Copy the lines below verbatim, but only from the line containing "Objective — for every instance of the fence" through the end of the data.

** begin SUPPLIED RECORDS **

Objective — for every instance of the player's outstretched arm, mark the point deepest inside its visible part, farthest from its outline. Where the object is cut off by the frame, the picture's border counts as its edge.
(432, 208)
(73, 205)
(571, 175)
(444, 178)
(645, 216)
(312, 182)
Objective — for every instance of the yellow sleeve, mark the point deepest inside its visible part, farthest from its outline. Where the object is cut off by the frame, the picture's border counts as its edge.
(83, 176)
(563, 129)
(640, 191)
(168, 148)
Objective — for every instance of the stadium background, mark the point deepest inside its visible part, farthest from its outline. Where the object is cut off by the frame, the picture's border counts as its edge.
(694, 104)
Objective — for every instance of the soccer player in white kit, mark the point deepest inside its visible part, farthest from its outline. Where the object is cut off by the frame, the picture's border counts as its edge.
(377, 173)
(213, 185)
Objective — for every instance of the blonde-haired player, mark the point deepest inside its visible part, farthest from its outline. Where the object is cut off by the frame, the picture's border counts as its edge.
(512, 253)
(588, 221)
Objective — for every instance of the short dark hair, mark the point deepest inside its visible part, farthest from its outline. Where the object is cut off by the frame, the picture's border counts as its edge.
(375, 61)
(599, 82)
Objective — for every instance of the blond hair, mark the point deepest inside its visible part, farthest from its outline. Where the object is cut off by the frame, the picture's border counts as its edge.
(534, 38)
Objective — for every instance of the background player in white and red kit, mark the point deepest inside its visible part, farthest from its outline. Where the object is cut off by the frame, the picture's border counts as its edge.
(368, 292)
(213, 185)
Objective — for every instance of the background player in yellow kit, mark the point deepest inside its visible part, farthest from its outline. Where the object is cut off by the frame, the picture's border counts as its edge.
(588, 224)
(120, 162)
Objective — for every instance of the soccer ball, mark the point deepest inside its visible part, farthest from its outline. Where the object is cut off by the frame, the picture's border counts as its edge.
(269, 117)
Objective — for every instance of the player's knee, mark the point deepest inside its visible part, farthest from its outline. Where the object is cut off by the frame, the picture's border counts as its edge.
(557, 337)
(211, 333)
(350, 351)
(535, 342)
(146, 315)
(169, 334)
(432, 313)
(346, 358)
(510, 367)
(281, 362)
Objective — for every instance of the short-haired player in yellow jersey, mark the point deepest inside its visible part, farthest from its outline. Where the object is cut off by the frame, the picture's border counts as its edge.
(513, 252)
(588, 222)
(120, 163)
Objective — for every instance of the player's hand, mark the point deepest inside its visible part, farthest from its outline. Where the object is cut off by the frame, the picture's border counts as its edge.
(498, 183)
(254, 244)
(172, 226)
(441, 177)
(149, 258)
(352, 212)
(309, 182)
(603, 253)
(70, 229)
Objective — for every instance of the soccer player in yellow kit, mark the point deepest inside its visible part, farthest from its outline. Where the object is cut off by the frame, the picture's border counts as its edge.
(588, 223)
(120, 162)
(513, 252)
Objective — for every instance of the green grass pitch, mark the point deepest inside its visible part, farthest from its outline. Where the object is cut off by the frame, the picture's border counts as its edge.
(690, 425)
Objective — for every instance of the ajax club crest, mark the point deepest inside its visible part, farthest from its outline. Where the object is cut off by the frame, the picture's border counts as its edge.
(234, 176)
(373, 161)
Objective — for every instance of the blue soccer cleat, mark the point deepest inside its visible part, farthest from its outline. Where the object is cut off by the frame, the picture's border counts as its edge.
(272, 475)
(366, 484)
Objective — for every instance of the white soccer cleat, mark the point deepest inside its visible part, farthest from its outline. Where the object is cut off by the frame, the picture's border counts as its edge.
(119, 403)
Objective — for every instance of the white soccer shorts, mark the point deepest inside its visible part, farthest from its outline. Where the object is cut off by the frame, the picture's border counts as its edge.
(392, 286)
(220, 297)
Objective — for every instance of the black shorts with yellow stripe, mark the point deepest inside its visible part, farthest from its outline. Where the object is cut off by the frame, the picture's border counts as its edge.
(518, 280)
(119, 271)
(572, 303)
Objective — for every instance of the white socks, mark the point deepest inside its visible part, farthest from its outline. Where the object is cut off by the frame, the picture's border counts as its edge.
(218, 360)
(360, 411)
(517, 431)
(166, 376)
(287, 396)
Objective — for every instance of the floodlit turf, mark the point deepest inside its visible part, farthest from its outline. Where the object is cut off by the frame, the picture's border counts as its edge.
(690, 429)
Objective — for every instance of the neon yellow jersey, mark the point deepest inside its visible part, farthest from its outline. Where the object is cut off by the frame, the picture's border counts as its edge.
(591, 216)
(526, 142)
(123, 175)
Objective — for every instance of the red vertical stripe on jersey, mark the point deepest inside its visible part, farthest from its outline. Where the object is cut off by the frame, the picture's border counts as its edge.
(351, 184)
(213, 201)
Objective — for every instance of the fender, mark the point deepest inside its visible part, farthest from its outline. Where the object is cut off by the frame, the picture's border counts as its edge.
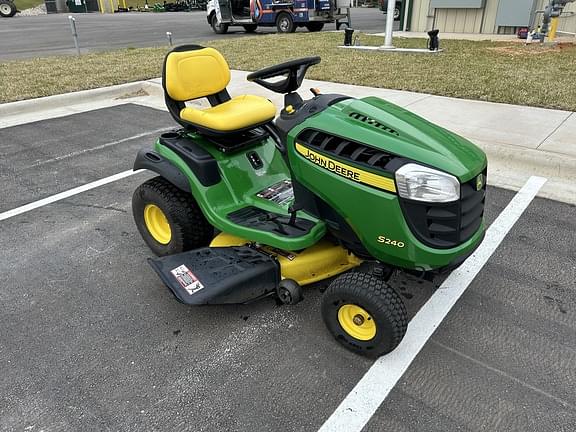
(150, 160)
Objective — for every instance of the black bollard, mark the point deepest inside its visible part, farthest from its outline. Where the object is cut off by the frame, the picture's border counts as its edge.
(434, 42)
(348, 32)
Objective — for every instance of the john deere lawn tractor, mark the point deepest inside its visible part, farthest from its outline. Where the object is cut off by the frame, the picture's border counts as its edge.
(248, 204)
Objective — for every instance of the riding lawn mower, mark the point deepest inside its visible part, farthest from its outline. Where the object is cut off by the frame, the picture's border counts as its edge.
(248, 205)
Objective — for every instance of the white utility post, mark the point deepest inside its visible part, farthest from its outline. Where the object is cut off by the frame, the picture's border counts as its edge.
(389, 25)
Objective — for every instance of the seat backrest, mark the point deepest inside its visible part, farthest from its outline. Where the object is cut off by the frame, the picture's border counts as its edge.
(193, 71)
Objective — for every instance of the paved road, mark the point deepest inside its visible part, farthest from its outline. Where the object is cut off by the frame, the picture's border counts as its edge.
(39, 36)
(91, 340)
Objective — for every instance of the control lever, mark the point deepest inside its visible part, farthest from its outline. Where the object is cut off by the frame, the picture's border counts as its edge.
(293, 209)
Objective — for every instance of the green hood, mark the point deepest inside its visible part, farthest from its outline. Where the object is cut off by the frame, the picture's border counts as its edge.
(386, 126)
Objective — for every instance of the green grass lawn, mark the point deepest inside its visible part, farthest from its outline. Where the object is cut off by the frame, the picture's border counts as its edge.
(27, 4)
(492, 71)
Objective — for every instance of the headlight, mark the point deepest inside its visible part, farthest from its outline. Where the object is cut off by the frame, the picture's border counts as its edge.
(420, 183)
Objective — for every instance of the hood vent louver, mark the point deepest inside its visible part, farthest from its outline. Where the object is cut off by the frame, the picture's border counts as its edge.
(370, 121)
(344, 148)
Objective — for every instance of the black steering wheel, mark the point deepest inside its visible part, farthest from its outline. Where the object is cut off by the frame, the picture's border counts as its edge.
(294, 70)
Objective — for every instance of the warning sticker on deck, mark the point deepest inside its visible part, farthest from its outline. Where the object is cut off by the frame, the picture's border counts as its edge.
(281, 193)
(187, 279)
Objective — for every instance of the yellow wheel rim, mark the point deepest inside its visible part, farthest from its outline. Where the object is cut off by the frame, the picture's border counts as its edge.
(157, 224)
(355, 321)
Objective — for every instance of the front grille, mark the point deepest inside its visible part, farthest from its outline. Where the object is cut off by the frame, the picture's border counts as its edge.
(344, 148)
(445, 225)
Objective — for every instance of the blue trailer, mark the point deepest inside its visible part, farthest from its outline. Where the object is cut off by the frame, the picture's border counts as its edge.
(285, 15)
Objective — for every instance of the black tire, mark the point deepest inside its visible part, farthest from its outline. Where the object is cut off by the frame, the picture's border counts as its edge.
(218, 28)
(7, 9)
(285, 23)
(382, 304)
(189, 228)
(314, 26)
(289, 292)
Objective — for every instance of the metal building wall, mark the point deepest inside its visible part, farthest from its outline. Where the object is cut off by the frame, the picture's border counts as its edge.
(471, 20)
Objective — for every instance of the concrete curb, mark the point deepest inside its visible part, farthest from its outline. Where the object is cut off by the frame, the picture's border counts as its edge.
(79, 97)
(509, 167)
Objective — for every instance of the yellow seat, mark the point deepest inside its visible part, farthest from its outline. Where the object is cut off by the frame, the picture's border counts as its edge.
(193, 72)
(238, 113)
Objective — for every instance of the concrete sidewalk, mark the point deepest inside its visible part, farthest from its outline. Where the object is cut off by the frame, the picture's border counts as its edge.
(520, 141)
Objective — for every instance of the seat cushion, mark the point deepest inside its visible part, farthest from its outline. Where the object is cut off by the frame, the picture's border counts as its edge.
(240, 112)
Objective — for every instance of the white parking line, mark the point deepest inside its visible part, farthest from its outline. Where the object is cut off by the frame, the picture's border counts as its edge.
(365, 398)
(66, 194)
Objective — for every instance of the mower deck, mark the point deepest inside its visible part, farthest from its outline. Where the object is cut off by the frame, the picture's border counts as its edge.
(218, 275)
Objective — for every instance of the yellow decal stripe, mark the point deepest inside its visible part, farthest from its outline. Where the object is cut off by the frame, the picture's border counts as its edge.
(347, 171)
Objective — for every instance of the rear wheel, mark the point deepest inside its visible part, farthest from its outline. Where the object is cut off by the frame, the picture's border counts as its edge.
(314, 26)
(364, 314)
(285, 23)
(7, 9)
(219, 28)
(168, 218)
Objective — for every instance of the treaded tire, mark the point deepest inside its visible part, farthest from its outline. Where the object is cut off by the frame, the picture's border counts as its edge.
(218, 28)
(188, 225)
(7, 9)
(285, 23)
(378, 299)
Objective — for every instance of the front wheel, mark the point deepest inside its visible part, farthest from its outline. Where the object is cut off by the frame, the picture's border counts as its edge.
(285, 23)
(169, 219)
(314, 26)
(219, 28)
(364, 314)
(7, 9)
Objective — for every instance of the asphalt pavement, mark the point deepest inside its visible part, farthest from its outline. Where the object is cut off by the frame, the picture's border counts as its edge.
(91, 340)
(39, 36)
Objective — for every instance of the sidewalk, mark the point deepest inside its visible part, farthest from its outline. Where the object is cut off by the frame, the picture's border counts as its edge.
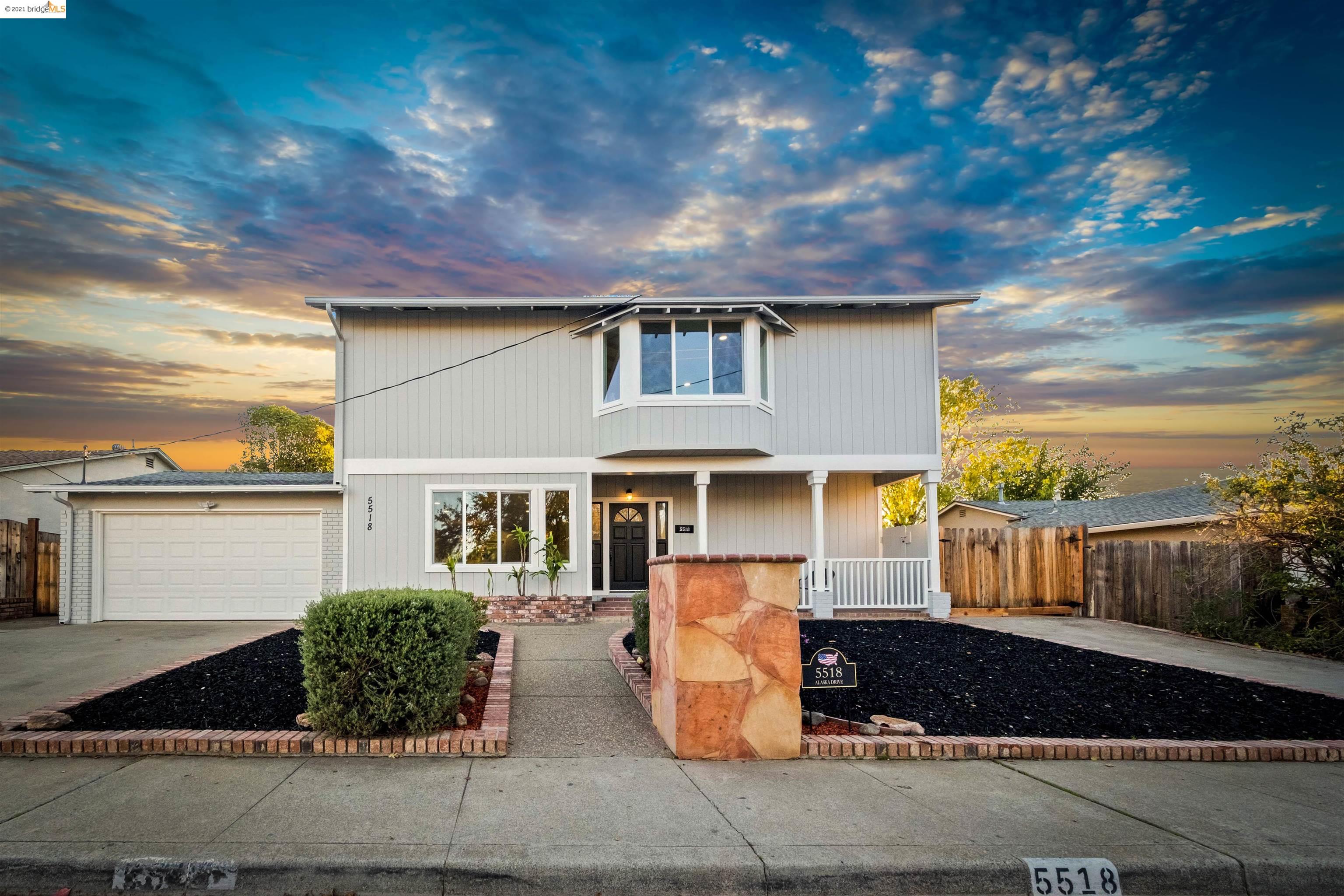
(637, 825)
(591, 801)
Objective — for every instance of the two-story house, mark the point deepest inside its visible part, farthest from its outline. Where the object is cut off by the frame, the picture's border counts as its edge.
(619, 427)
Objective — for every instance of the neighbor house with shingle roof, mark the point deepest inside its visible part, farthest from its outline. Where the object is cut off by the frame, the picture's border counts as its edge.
(1169, 515)
(23, 466)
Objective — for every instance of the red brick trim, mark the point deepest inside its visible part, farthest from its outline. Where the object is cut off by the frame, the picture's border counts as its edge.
(631, 671)
(534, 609)
(932, 747)
(491, 739)
(729, 558)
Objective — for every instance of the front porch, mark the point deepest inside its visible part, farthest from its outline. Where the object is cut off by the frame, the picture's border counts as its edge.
(639, 516)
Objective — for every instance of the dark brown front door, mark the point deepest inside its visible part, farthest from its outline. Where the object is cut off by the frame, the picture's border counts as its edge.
(630, 547)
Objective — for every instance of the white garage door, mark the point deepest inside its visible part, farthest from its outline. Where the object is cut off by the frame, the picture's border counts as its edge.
(210, 566)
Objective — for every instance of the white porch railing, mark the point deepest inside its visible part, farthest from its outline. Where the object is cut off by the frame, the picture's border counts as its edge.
(867, 584)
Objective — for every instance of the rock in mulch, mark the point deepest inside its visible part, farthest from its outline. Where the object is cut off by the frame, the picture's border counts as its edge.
(48, 722)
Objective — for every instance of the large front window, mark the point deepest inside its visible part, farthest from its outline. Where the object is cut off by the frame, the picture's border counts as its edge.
(691, 358)
(480, 527)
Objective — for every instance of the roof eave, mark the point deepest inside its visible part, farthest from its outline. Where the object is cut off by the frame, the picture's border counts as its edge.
(1151, 525)
(977, 507)
(96, 457)
(168, 490)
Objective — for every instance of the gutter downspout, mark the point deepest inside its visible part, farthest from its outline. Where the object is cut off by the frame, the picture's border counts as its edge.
(66, 574)
(339, 412)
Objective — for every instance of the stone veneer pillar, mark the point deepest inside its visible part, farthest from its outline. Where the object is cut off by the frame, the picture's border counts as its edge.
(726, 665)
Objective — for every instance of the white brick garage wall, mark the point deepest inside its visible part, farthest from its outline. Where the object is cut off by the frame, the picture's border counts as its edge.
(85, 582)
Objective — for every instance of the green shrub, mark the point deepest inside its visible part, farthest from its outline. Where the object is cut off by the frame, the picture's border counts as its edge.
(640, 609)
(1219, 617)
(388, 660)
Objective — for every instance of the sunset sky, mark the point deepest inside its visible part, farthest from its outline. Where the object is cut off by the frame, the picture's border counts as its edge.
(1150, 194)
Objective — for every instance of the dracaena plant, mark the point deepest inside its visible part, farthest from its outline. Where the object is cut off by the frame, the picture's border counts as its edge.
(554, 560)
(451, 562)
(519, 574)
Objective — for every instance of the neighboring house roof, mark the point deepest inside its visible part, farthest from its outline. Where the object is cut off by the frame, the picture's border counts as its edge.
(19, 458)
(534, 303)
(1183, 506)
(198, 481)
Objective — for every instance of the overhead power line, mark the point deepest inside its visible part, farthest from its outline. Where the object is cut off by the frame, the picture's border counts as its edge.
(421, 377)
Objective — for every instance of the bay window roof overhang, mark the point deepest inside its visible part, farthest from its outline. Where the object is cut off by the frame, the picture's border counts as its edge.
(617, 303)
(680, 307)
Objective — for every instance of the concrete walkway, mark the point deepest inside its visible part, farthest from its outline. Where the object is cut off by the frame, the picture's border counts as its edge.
(42, 662)
(641, 825)
(1170, 647)
(569, 700)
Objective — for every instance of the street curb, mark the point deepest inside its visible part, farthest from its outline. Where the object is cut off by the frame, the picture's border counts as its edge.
(619, 871)
(964, 747)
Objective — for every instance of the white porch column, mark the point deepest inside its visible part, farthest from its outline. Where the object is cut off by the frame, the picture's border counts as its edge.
(702, 511)
(940, 601)
(823, 599)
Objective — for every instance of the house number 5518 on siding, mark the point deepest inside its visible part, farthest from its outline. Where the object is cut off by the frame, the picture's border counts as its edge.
(1073, 878)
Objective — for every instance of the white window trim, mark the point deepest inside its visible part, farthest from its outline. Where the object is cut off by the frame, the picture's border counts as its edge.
(632, 374)
(537, 523)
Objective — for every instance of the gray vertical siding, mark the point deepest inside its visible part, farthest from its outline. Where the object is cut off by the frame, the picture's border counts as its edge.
(534, 401)
(851, 382)
(764, 512)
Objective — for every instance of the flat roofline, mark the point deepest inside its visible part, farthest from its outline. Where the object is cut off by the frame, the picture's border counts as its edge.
(420, 303)
(74, 488)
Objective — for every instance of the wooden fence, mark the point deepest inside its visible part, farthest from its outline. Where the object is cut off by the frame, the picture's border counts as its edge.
(30, 570)
(1155, 582)
(1037, 567)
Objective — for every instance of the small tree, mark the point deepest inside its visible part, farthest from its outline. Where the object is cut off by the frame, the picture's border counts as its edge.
(1292, 503)
(277, 440)
(979, 456)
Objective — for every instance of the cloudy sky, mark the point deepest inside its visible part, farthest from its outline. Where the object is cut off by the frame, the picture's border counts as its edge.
(1150, 194)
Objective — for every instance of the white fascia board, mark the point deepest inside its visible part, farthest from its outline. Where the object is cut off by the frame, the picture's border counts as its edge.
(722, 464)
(393, 303)
(174, 490)
(1154, 525)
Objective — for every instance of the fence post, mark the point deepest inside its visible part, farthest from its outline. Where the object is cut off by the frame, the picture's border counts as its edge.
(30, 562)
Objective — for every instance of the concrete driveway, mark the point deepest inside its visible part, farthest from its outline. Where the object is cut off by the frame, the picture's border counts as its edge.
(1176, 649)
(42, 662)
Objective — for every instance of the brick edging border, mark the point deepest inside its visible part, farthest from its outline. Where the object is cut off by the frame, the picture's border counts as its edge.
(491, 739)
(931, 747)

** end SUPPLIED RECORDS **

EXERCISE SOLUTION:
Objective — for every instance of the fence post, mark the point deepest inside its visible part, farthest from its outline. Where the object is cut off by the frame, the picture's border counts as its edge.
(30, 562)
Objective — for every instance of the concrete driveway, mark the point deepest inside its visible part, farthest from its outline. Where the object is cut off by the frame, the picture's border counts as its edge.
(1176, 649)
(42, 662)
Objective — for every instance of the brick edging border, mark the point deepest inside its visible part, farthest from its outline. Where the object is cut off by the frame, the picture's border counts as its edge.
(491, 739)
(931, 747)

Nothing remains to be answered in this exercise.